**Problem to solve**
Beginning at the line that contains "the smiling woman" and ending at the last line of the entries, write out each line exactly; include nothing outside that span.

**Records for processing**
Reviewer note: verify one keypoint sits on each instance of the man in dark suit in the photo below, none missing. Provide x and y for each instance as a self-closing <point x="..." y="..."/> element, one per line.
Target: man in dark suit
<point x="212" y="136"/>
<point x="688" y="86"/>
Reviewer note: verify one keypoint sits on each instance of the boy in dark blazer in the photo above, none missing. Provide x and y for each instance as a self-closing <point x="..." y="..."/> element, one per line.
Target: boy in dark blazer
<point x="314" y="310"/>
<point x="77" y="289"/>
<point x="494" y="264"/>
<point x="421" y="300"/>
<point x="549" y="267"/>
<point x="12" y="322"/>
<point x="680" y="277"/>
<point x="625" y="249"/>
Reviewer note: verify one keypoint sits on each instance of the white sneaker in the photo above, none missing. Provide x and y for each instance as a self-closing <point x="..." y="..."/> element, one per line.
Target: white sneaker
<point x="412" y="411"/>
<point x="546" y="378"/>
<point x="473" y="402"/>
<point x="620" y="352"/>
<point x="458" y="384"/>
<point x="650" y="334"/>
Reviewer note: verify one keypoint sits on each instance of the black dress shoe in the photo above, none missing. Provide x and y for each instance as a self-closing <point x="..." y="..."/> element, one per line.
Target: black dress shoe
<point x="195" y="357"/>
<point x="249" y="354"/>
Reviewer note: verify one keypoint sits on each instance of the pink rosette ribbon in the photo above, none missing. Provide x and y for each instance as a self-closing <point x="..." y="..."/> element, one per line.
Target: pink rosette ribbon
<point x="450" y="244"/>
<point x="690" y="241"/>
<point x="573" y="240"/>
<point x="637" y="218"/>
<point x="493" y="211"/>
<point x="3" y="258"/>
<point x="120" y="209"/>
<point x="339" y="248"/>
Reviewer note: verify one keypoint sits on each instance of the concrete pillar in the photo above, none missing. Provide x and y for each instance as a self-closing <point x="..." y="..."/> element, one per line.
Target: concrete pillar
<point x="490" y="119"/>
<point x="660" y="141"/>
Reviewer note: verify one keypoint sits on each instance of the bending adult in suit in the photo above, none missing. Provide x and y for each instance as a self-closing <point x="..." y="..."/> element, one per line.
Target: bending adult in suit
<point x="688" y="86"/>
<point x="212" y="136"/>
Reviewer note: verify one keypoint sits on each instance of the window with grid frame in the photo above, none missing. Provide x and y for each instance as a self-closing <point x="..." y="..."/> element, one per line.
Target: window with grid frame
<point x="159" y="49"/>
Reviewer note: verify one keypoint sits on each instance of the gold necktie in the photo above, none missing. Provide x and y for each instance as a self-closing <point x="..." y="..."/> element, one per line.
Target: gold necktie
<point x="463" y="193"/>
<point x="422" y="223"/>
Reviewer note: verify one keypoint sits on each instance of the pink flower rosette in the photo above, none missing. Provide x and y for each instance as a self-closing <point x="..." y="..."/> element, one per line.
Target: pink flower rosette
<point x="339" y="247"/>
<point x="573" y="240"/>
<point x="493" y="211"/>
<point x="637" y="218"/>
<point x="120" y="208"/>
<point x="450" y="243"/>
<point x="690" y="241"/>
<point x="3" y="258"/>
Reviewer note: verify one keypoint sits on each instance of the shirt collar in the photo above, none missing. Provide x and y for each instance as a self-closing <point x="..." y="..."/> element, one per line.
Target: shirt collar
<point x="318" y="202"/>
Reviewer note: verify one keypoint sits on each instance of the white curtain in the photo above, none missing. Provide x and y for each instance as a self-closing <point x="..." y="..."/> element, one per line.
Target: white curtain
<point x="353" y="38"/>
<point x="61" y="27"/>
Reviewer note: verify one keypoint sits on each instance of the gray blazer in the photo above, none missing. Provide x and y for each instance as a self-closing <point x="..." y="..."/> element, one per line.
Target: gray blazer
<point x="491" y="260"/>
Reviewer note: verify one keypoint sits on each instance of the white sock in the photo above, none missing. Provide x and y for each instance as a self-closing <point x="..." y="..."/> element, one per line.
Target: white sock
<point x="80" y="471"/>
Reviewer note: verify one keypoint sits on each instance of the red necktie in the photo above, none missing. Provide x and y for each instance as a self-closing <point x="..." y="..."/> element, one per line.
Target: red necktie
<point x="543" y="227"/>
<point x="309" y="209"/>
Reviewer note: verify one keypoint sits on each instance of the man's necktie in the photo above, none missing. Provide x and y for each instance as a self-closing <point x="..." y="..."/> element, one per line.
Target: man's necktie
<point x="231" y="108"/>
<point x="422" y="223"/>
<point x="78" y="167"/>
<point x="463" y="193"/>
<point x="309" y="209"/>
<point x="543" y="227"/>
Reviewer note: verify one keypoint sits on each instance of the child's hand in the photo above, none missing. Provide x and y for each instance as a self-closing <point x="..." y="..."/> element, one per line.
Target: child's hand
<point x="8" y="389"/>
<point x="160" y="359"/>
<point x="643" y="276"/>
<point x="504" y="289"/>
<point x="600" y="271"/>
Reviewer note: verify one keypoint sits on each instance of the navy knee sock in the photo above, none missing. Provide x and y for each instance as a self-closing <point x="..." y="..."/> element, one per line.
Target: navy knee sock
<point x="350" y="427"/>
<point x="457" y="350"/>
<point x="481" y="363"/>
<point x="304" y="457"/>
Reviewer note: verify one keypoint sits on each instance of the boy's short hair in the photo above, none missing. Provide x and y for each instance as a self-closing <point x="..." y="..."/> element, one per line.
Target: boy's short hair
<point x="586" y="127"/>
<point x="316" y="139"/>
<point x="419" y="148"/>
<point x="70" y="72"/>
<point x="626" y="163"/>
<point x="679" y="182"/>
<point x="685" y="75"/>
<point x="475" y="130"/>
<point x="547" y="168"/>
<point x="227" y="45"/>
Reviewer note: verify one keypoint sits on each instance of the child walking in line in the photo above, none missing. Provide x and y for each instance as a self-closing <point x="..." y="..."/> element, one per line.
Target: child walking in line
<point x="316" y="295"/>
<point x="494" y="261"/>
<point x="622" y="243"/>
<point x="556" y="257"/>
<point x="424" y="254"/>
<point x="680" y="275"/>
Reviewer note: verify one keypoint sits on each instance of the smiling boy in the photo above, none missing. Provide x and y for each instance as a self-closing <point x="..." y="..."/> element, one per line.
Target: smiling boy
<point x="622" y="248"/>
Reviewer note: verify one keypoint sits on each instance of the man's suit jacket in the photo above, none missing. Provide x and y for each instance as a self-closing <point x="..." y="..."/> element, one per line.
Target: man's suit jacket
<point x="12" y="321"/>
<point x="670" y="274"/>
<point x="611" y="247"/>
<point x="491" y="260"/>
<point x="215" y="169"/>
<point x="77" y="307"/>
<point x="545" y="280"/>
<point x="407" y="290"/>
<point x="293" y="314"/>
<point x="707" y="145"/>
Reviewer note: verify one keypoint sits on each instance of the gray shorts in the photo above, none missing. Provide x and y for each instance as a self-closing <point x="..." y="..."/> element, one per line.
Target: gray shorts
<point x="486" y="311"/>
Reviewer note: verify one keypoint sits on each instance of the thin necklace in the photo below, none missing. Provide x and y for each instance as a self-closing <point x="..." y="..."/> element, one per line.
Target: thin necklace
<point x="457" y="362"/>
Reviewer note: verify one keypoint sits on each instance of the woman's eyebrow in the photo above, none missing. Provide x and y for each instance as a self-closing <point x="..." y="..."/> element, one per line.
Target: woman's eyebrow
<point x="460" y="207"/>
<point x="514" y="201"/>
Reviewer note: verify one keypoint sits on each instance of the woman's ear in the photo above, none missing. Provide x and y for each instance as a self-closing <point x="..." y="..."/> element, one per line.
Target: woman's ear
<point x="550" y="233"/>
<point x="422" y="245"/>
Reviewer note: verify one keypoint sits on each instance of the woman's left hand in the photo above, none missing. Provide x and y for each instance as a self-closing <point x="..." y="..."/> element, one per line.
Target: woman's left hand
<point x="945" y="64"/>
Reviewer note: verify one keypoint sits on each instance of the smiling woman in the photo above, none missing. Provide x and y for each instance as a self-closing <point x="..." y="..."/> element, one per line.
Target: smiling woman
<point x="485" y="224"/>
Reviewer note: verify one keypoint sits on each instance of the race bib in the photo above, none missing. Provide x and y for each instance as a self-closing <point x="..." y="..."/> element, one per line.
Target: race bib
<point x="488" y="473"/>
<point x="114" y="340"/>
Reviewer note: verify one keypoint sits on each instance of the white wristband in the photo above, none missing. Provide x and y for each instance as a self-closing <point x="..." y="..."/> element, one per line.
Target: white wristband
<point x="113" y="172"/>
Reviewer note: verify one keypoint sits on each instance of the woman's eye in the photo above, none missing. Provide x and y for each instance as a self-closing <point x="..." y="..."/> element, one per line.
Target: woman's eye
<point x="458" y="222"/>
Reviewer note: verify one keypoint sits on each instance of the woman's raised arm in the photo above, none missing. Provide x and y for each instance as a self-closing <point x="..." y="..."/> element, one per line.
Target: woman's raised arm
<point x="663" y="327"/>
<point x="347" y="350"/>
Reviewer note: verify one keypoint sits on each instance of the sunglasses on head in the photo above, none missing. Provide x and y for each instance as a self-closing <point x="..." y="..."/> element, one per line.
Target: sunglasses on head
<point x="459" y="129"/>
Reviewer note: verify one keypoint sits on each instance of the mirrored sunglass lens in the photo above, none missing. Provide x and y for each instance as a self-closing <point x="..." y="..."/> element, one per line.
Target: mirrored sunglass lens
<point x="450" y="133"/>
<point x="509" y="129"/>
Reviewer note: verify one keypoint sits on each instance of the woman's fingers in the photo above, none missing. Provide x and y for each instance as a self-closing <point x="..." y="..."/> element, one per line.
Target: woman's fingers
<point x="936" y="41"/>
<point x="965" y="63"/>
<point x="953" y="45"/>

**Complete answer**
Reviewer note: verify one keypoint sits on each instance of the smiling woman in the photo above, none missing. Provide x and y for each instance as a self-closing <point x="..." y="..."/> element, one per line.
Target: smiling woman
<point x="485" y="224"/>
Reviewer note: verify one keypoint sits on each instance of the race bib in the photo above, none missing. Provide x and y for each instance as a self-closing <point x="..." y="..."/> element, one per line.
Target: race bib
<point x="488" y="473"/>
<point x="114" y="340"/>
Reviewer note: verify one keypoint sits on each instance of the white wristband in the photo above, none missing. Provide x and y for each instance as a self-closing <point x="..." y="..."/> element, one per line.
Target: white wristband
<point x="113" y="172"/>
Reviewer note: verify one keypoint sits on each instance of the woman's eye in the photo above, none missing. Provide x and y for each instance as a self-closing <point x="..." y="..."/> element, one per line.
Target: woman's eye
<point x="458" y="222"/>
Reviewer note: verify one keypoint sits on each instance of the woman's raised arm in the photo above, none missing. Provide x and y for each instance as a self-closing <point x="..." y="..."/> element, one per line.
Target: woman's raised arm
<point x="663" y="327"/>
<point x="347" y="350"/>
Reviewer note: verify one keypoint sits on each instance of the sunglasses on head in the photo above, none missing. Provide x and y for each instance as a self-closing <point x="..." y="..."/> element, one per line.
Target: sunglasses on head
<point x="459" y="129"/>
Reviewer note: verify one keypoint sits on each instance of the mirrored sunglass lens in the photo above, none missing. Provide x and y for each instance as a self-closing <point x="..." y="..."/> element, one per line.
Target: mirrored sunglass lens
<point x="450" y="133"/>
<point x="509" y="129"/>
Reviewer note: verify one keypoint sits on each instance of the woman's fingers in the photo above, none missing. Provide x and y for each instance as a self-closing <point x="..." y="..."/> element, one per line.
Target: woman's fingers
<point x="936" y="41"/>
<point x="965" y="63"/>
<point x="953" y="45"/>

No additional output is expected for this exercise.